[EXERCISE AIM] Extract, word for word, each line from the line holding "Where can the dirt" through the end of the records. Omit every picture.

[LISTED RECORDS — start]

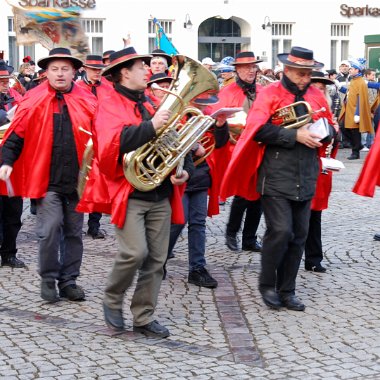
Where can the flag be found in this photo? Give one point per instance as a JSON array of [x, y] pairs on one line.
[[51, 27], [162, 41]]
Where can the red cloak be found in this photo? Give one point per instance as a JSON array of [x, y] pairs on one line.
[[241, 175], [107, 190], [33, 122]]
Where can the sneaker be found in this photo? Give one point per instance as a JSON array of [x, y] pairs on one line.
[[201, 277], [12, 262], [72, 292], [95, 233], [153, 329], [49, 291]]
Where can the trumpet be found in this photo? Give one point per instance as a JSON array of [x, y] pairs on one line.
[[294, 115]]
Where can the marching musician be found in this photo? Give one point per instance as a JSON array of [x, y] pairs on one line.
[[125, 122], [242, 93], [92, 80], [284, 170], [11, 207], [205, 181], [41, 154]]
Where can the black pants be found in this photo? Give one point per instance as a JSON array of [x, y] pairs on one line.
[[313, 246], [355, 138], [10, 211], [94, 221], [284, 242], [252, 218]]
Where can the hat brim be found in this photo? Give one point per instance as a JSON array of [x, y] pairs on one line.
[[321, 80], [283, 58], [112, 67], [44, 62], [166, 56]]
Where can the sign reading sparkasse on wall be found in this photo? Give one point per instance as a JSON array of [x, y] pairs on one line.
[[347, 11], [58, 3]]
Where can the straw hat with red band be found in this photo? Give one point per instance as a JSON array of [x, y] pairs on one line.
[[60, 53], [118, 58], [94, 62], [245, 57], [300, 58]]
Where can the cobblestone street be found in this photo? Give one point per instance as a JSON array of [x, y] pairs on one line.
[[226, 333]]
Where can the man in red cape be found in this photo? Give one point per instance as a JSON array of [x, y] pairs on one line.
[[281, 165], [125, 122], [41, 153], [93, 82]]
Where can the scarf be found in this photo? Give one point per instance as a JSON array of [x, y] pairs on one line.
[[137, 96]]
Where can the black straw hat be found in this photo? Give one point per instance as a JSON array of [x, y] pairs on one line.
[[94, 62], [300, 58], [245, 57], [60, 53], [122, 56]]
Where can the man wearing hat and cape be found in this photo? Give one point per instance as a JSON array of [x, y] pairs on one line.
[[93, 81], [242, 93], [125, 122], [41, 154], [281, 165]]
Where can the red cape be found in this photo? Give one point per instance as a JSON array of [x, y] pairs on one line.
[[241, 175], [33, 122], [369, 176], [107, 189]]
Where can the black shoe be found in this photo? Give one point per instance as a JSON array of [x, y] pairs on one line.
[[201, 277], [292, 303], [12, 262], [271, 298], [255, 246], [316, 268], [153, 329], [95, 233], [49, 291], [73, 293], [231, 242], [114, 318]]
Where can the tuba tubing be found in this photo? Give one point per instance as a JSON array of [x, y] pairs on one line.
[[148, 166]]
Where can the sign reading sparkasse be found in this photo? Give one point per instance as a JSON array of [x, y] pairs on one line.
[[58, 3], [347, 11]]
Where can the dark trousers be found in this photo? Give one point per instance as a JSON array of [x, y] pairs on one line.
[[252, 210], [10, 211], [94, 221], [313, 246], [355, 138], [284, 242]]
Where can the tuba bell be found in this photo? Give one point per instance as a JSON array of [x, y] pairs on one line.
[[148, 166], [294, 115]]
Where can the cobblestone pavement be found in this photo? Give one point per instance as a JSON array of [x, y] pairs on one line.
[[226, 333]]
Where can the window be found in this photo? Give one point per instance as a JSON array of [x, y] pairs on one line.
[[167, 26], [339, 45], [93, 29], [281, 39]]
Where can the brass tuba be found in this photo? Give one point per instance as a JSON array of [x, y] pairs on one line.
[[294, 115], [148, 166]]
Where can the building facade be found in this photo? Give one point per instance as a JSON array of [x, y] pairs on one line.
[[217, 28]]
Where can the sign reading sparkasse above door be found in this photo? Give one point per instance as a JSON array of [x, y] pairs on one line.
[[347, 11], [58, 3]]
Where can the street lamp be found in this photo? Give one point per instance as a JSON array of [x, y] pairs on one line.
[[266, 23]]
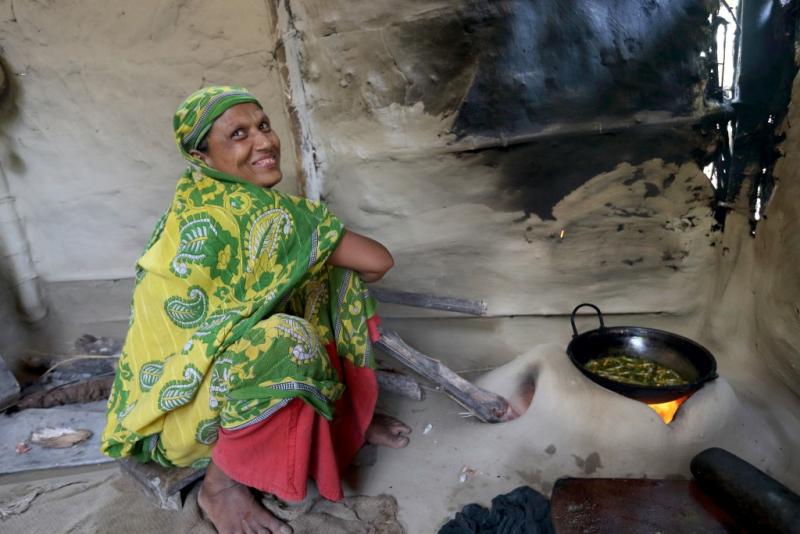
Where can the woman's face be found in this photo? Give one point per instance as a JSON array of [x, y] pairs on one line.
[[242, 143]]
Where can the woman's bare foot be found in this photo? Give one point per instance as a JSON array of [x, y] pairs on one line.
[[388, 432], [231, 507]]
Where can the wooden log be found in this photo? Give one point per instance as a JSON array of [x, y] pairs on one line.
[[421, 300], [399, 385], [58, 394], [163, 484], [485, 405], [9, 387]]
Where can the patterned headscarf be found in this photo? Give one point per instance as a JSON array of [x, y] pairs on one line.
[[195, 116]]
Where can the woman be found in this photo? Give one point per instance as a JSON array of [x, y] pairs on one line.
[[248, 350]]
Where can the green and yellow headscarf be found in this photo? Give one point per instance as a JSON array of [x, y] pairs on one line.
[[196, 115]]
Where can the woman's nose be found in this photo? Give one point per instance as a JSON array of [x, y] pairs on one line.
[[265, 140]]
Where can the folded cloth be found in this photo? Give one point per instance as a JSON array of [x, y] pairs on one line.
[[522, 511]]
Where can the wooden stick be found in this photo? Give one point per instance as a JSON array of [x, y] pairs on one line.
[[161, 483], [421, 300], [485, 405], [399, 385]]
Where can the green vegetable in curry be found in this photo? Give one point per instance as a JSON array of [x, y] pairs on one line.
[[635, 371]]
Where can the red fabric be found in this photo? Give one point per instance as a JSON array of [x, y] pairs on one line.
[[278, 455]]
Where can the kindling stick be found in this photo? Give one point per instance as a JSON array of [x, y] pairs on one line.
[[485, 405], [422, 300]]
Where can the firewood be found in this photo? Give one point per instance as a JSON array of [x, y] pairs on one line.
[[422, 300], [485, 405], [399, 384]]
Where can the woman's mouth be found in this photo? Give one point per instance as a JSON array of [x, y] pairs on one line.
[[266, 162]]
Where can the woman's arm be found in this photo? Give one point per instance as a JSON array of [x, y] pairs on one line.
[[366, 256]]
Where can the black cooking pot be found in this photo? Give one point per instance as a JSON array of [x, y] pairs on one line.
[[693, 362]]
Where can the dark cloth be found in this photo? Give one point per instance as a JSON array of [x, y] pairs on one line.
[[522, 511]]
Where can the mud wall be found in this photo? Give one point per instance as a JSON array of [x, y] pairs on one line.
[[517, 151], [776, 270], [87, 144], [575, 179], [86, 137]]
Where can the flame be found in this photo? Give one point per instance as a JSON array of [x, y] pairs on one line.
[[666, 410]]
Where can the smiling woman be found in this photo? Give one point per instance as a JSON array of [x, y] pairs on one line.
[[242, 143], [248, 350]]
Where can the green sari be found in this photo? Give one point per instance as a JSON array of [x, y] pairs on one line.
[[232, 307]]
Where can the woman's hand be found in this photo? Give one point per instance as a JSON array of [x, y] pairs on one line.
[[366, 256]]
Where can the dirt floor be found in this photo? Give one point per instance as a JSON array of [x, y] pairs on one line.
[[571, 428]]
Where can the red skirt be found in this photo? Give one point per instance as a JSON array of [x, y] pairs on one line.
[[279, 455]]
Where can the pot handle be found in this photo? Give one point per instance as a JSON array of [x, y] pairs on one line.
[[575, 311]]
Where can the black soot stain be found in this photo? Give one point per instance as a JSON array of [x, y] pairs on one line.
[[537, 175], [592, 463]]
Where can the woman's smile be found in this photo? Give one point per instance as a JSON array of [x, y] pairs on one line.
[[242, 143]]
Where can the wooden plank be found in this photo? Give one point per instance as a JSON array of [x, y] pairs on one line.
[[485, 405], [9, 387], [632, 505], [433, 302], [163, 484], [17, 428]]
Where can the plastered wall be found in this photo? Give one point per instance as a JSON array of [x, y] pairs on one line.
[[87, 149], [87, 139]]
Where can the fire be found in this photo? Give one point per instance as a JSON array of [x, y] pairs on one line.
[[666, 410]]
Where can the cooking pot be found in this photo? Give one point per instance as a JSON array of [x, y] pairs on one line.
[[692, 361]]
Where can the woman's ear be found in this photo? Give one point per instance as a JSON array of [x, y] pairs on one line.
[[202, 156]]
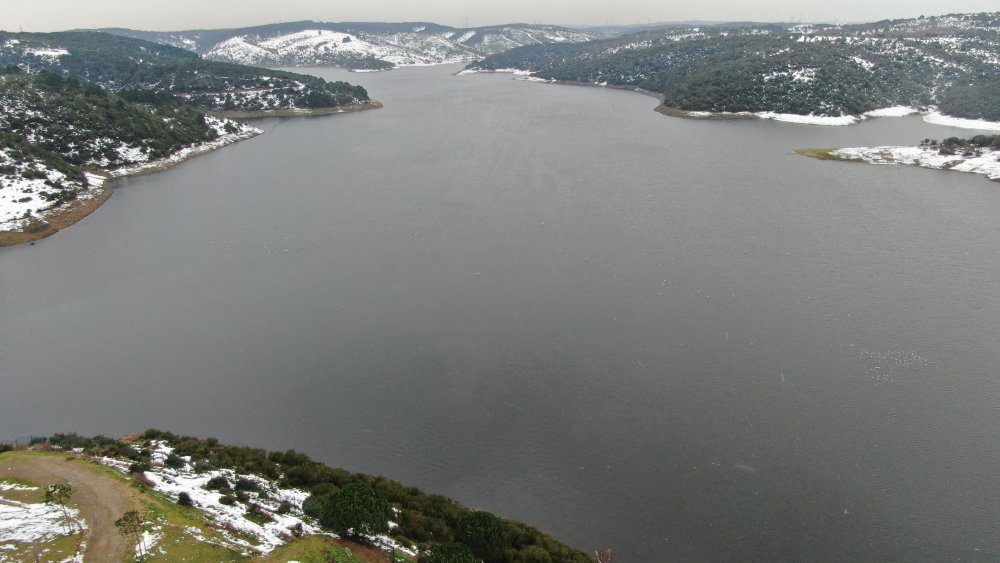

[LISTED RECORDS — finish]

[EXERCISE RESULT]
Where can the dirt floor be found in this photo? Give one point per instance as a JSON array of [x, y] pairs on one line.
[[571, 428]]
Where can the red skirt be found in this photo? Give one point per instance as a JSON array of [x, y] pairs on one line.
[[279, 455]]
Where can the pot handle be found in this photo? Give one point per instance as a JSON array of [x, y] pairs on one line.
[[575, 311]]
Where can the black soot stain be found in this photo? Give one point per instance as a JSON array of [x, y] pairs on one line.
[[537, 175], [592, 463]]
Where can the woman's smile be found in this photo? Give one point per instance as a JSON array of [x, y] pairs on one line.
[[242, 143]]
Where can the wooden plank be found in this photo? Give one point per instance as a JSON array of [x, y] pairs on one line.
[[485, 405], [9, 387], [632, 505], [433, 302], [163, 484], [17, 428]]
Where can the plastered wall be found in this photo? Give one point per instance as a JSON array of [x, y] pairs on one line.
[[87, 149], [87, 139]]
Where can the fire be found in this photo? Give one point per instance as a JSON array of [x, y] pairs on one line.
[[666, 410]]
Where can the cooking pot be found in this photo? Give one point per instance as a JSON array of [x, y] pairs on one line.
[[692, 361]]
Where can the woman's ear be found in this photo? Give one point per instance as a JSON array of [x, y] pairs on one line.
[[202, 156]]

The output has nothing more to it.